## Task directions
Reproduce the entire Daily Rituals book review below word for word.

[[ Provided text open ]]

Book of the Week for October 27-November 2
Daily Rituals by Mason Curry
Why it’s interesting:
Daily Rituals: How Artists Work chronicles the creative habits of 161 artists from Kafka to Van Gogh to Woody Allen. The pure range of artists is astonishing: writers, composers, musicians, painters, cartoonists…it’s awesome. It’s written in short little snippets and can be read while waiting for your coffee or train. I actually listened to the audio version, but the physicall/digital versions also include a bunch of photos and I kind of want to buy the physical version now. Also, for underlining. There’s some great, inspiring lines. (Wouldn’t it be great if I had underlined so I could give you some examples? Sorry.) One caveat (and I think Mason Curry addresses this at the beginning of the book, but I don’t remember for sure): Just because so many artists drank and drugged them way into some awesome work doesn’t mean you should too. For some reason, dying in your thirties and forties didn’t seem as tragic back in the day as it is now. But…if you want to follow the example of naps—it felt like almost everyone in the book took naps—by all means. Go for it. I do.
Franz Kafka, frustrated with his living quarters and day job, wrote in a letter to Felice Bauer in 1912, “time is short, my strength is limited, the office is a horror, the apartment is noisy, and if a pleasant, straightforward life is not possible then one must try to wriggle through by subtle maneuvers.”

[[ Provided text closed ]]
[[ Given information open ]]

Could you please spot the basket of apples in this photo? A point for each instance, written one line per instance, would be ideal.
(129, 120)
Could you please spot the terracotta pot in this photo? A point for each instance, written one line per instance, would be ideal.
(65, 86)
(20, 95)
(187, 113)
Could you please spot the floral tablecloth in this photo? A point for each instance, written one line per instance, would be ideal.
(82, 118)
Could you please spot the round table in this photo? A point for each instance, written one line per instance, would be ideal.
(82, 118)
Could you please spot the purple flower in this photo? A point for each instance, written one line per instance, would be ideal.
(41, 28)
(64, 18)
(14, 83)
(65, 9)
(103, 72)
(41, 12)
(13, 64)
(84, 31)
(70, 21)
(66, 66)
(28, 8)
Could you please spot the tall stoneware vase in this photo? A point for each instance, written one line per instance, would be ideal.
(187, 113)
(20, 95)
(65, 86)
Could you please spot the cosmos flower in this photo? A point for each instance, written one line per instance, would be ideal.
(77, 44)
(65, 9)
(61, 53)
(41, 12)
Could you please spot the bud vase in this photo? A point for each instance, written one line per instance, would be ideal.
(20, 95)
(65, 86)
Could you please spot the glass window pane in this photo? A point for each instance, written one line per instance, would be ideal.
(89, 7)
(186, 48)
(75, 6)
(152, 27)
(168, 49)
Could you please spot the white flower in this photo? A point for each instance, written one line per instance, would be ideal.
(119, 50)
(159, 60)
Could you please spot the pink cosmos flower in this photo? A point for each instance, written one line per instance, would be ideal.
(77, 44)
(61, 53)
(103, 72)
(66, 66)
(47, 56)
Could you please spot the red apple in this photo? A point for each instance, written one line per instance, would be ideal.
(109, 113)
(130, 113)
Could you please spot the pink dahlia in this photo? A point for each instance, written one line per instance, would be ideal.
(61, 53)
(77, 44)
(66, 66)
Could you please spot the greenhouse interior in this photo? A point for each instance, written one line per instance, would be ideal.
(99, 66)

[[ Given information closed ]]

## Completed task
Book of the Week for October 27-November 2
Daily Rituals by Mason Curry
Why it’s interesting:
Daily Rituals: How Artists Work chronicles the creative habits of 161 artists from Kafka to Van Gogh to Woody Allen. The pure range of artists is astonishing: writers, composers, musicians, painters, cartoonists…it’s awesome. It’s written in short little snippets and can be read while waiting for your coffee or train. I actually listened to the audio version, but the physicall/digital versions also include a bunch of photos and I kind of want to buy the physical version now. Also, for underlining. There’s some great, inspiring lines. (Wouldn’t it be great if I had underlined so I could give you some examples? Sorry.) One caveat (and I think Mason Curry addresses this at the beginning of the book, but I don’t remember for sure): Just because so many artists drank and drugged them way into some awesome work doesn’t mean you should too. For some reason, dying in your thirties and forties didn’t seem as tragic back in the day as it is now. But…if you want to follow the example of naps—it felt like almost everyone in the book took naps—by all means. Go for it. I do.
Franz Kafka, frustrated with his living quarters and day job, wrote in a letter to Felice Bauer in 1912, “time is short, my strength is limited, the office is a horror, the apartment is noisy, and if a pleasant, straightforward life is not possible then one must try to wriggle through by subtle maneuvers.”